### [Compito A]
Nel testo sul Tfr in busta paga, a chi fa capo il rischio potenziale generato dalla convenzione? Spieghi perché il contribuente ne risulta coinvolto.
### [Compito B]
Secondo la sezione del testo, quali imprese possono chiedere il finanziamento agevolato?
### [Compito C]
Riprenda il testo sul Tfr in busta paga dal punto in cui si interrompe.

### [Sezione del testo]
# # # # #

E’ finalmente stata attivata la convenzione tra il Ministero dell’Economia, quello del Lavoro e l’Associazione bancaria italiana per i finanziamenti agevolati alle imprese che erogheranno per un triennio in busta paga il Tfr maturando ai lavoratori che ne faranno richiesta. Le linee guida sono costruite in modo nel complesso pulito, ferma restando l’ineliminabile complessità degli adempimenti. Il problema è che, come ampiamente prevedibile (e previsto) si crea un rischio potenziale in capo all’Inps, cioè al contribuente.

COME FUNZIONA

Alla richiesta di finanziamento potranno accedere le imprese con meno di 50 dipendenti e che non siano tenute al versamento del Tfr al fondo di Tesoreria Inps. Occorre premettere che il finanziamento “agevolato” è una opzione fornita all’impresa, non un obbligo. Alla banca finanziatrice, come specificato dal punto 4 delle linee guida, “non compete una verifica del merito di credito del datore di lavoro”.

# # # # #

### [Materiale mostrato]

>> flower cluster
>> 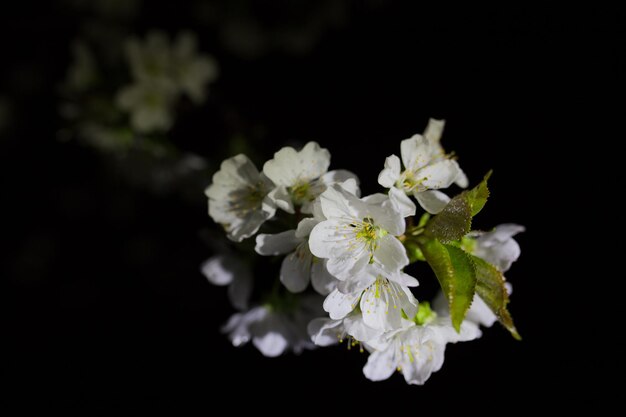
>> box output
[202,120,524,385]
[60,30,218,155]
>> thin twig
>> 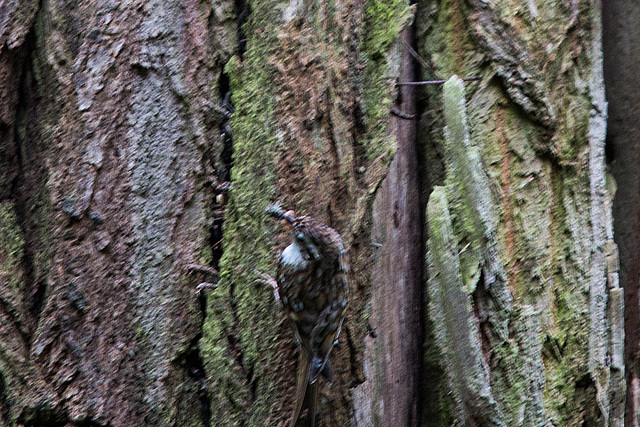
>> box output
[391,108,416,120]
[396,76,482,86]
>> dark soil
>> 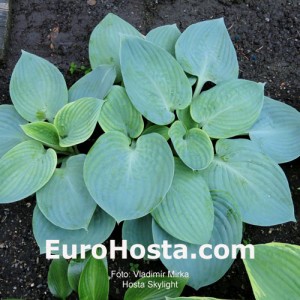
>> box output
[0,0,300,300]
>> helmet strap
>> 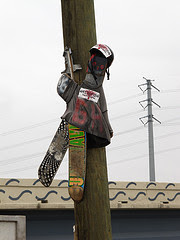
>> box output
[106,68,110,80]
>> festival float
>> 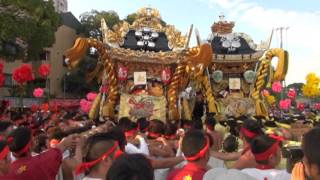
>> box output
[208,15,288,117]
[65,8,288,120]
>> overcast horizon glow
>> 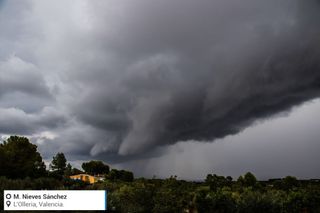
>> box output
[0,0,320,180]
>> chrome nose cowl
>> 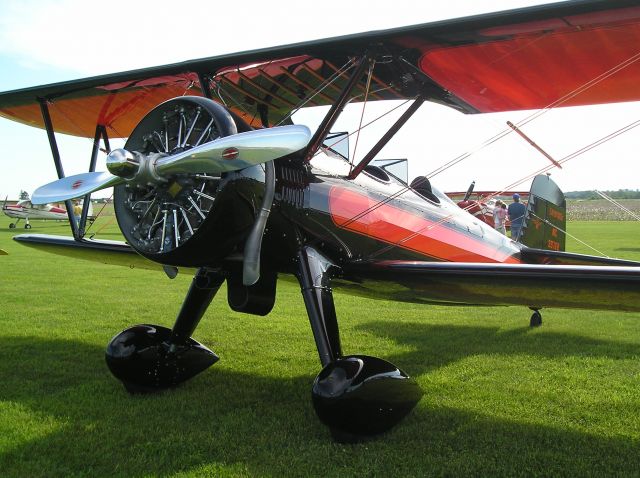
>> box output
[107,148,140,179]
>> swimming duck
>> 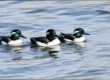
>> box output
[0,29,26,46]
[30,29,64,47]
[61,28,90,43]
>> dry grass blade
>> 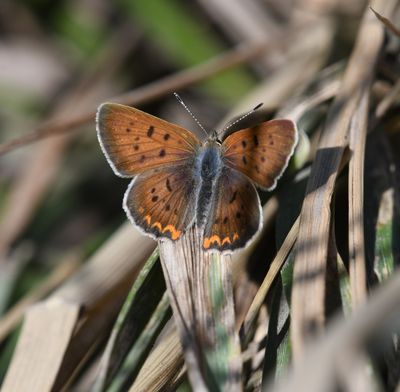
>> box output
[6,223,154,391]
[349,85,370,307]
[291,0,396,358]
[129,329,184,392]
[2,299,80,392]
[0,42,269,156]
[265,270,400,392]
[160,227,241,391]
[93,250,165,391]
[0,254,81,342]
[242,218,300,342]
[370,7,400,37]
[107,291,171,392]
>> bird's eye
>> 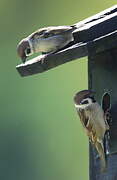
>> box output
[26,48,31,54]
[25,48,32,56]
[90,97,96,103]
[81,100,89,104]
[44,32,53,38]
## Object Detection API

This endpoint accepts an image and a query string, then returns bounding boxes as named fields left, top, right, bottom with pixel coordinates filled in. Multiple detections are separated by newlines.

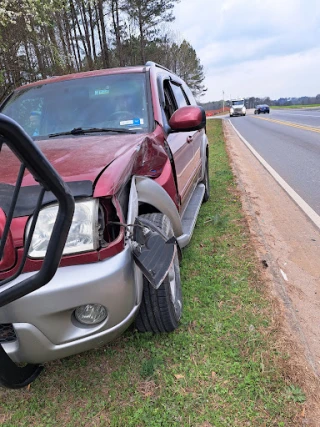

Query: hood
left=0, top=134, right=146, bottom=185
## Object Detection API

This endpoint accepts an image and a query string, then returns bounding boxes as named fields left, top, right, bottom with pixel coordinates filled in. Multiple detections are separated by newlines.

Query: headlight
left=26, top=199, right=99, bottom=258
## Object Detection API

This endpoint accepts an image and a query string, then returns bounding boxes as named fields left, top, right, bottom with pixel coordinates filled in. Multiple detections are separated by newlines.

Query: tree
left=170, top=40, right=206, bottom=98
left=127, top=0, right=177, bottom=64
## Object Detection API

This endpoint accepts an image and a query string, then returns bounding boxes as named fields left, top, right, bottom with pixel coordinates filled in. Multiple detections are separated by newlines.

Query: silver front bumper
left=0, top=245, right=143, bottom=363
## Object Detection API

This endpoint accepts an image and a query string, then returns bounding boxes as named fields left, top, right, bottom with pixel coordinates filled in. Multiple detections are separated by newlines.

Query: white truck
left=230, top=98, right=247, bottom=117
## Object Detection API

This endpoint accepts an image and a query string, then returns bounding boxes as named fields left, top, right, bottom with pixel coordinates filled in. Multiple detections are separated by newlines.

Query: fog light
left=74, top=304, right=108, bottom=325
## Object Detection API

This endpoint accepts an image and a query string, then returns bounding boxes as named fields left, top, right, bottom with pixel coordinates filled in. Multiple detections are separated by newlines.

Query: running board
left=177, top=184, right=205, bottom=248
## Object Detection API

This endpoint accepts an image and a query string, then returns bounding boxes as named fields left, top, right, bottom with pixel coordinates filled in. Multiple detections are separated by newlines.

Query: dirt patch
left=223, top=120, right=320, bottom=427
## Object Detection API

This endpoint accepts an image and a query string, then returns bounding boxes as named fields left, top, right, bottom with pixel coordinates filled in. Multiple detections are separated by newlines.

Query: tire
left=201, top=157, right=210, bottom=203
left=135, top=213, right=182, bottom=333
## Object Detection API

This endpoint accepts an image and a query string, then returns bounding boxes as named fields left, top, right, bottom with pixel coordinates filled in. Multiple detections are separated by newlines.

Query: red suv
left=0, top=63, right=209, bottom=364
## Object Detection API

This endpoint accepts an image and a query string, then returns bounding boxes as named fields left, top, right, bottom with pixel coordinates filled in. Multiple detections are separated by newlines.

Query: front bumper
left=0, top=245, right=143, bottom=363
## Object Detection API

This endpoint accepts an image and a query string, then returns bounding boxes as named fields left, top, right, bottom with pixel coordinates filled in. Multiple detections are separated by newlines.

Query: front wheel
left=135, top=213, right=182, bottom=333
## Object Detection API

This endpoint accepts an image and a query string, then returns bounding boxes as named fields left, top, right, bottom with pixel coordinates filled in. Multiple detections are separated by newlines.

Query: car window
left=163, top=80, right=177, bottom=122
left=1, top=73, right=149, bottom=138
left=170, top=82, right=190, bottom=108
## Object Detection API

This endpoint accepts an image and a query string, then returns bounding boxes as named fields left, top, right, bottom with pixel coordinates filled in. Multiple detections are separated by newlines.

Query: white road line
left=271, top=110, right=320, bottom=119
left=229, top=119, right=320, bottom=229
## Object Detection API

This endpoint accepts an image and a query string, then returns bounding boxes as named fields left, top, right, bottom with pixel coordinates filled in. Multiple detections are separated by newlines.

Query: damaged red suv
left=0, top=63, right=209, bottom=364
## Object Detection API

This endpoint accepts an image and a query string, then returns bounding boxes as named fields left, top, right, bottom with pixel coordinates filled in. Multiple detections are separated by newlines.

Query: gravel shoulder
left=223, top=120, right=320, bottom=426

# # # # #

### [Risposta A]
Il rischio potenziale ricade sull'Inps. Il testo identifica l'Inps con il contribuente («in capo all'Inps, cioè al contribuente»), quindi quel rischio grava in definitiva sul contribuente.

### [Risposta B]
Possono chiederlo le imprese con meno di 50 dipendenti che non sono tenute a versare il Tfr al fondo di Tesoreria Inps.

### [Risposta C]
I COSTI DEL PRESTITO

Ma quanto costerà il prestito? E’ stato stabilito che gli interessi sul finanziamento (comprensivi di ogni altro onere), non potranno mai essere superiori al tasso di rivalutazione del Tfr, pari all’1,5% più il 75% del tasso di inflazione annuo per famiglie di operai ed impiegati. È previsto anche che il tasso possa essere fisso, a condizione che lo stesso non superi l’1,5%, ovvero la componente fissa del tasso di rivalutazione del Tfr stabilita dall’articolo 2120 del codice civile. Se considerate quanto costa oggi, ad una banca italiana, il credito della Bce (nulla), e se considerate che il tasso swap euro a tre anni è dello 0,12%, potete agevolmente realizzare che il margine per le banche esiste ed è anche confortevole.

VISTO DALLE BANCHE

Per le banche è altrettanto confortevole, e non poteva essere altrimenti, l’eventuale recupero del credito. In ipotesi di avvio della procedura di fallimento, concordato preventivo, liquidazione coatta amministrativa ed amministrazione straordinaria, la banca finanziatrice richiede l’intervento del Fondo di Garanzia Inps, previo deposito di istanza di ammissione al passivo. Il Fondo di Garanzia Inps è evidentemente controgarantito dallo Stato. Il Fondo diventa quindi creditore dell’impresa.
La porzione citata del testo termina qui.